DATA TO EXAMINE:
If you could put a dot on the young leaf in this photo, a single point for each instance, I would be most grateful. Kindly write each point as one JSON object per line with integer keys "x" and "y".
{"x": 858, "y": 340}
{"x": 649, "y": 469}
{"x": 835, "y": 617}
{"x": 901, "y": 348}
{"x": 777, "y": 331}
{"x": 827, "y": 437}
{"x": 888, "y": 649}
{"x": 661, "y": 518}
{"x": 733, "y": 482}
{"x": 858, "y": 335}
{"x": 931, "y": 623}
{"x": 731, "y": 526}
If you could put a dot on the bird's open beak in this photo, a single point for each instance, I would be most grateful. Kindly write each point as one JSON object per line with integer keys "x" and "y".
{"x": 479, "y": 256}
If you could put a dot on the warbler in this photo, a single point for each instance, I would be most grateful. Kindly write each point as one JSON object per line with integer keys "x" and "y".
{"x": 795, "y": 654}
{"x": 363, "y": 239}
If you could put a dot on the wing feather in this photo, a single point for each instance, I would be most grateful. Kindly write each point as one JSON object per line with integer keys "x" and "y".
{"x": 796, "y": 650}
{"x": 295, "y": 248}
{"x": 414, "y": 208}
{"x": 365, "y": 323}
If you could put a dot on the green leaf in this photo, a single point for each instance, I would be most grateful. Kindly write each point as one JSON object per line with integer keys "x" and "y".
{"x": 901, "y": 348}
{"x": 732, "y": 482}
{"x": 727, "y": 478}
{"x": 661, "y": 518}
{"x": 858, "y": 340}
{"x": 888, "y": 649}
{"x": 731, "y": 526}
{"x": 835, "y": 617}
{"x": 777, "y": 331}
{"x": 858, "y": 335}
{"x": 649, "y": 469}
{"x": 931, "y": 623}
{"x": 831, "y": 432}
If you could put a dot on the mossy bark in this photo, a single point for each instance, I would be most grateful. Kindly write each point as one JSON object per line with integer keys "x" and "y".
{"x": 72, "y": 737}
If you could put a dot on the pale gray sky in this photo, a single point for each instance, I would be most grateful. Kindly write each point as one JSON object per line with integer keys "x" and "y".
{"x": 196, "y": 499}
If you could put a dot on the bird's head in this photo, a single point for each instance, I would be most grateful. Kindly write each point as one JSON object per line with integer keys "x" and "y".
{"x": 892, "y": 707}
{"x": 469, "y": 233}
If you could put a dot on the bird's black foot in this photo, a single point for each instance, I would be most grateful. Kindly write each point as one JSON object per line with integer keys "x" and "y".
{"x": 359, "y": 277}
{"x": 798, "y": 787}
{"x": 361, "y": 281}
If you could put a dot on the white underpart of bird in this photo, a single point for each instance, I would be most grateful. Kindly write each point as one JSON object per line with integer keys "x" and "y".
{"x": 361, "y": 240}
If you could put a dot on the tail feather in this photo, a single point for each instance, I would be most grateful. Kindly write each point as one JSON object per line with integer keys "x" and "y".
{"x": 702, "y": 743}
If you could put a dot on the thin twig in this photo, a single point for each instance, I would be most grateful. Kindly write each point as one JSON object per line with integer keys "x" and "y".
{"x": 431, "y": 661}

EXERCISE DESCRIPTION: Only the lines from the one with "If you could put a dot on the pale" to the end of the listing are wanted. Print them exactly, keeping both ends.

RESULT OF THIS EXERCISE:
If you could put a dot on the pale gray sky in this photo, a single point for each instance, I would be most grateful. Kindly write each point as one JSON object per line with integer keys "x" and "y".
{"x": 196, "y": 499}
If you could put a dot on the bird's head in this photo, a single point for each instance, I would be most grateful. Kindly write each point as one JSON object per line with integer keys "x" and "y".
{"x": 892, "y": 707}
{"x": 469, "y": 233}
If you could put a dot on the bird's black foot in this photo, a single point for each instance, I would be most grateful. Kindly write each point as one JSON object per line with integer keys "x" and "y".
{"x": 359, "y": 277}
{"x": 798, "y": 787}
{"x": 361, "y": 281}
If you could put a dot on the white underpart of bird in this photo, a single point for each instance, I would be most grateful. Kindly write each point as one JSON object per line with integer keys "x" and "y".
{"x": 361, "y": 240}
If you could put a dot on the tail feather in this photo, a single point for each instance, I would be most grateful. Kindly write each point as one JSON object per line with integer keys "x" and "y".
{"x": 702, "y": 743}
If you could put a dot on the thin twig in this photo, a single point for each instance, I would be most grateful. Kindly write each point as one JSON object per line with integer keys "x" and "y".
{"x": 431, "y": 661}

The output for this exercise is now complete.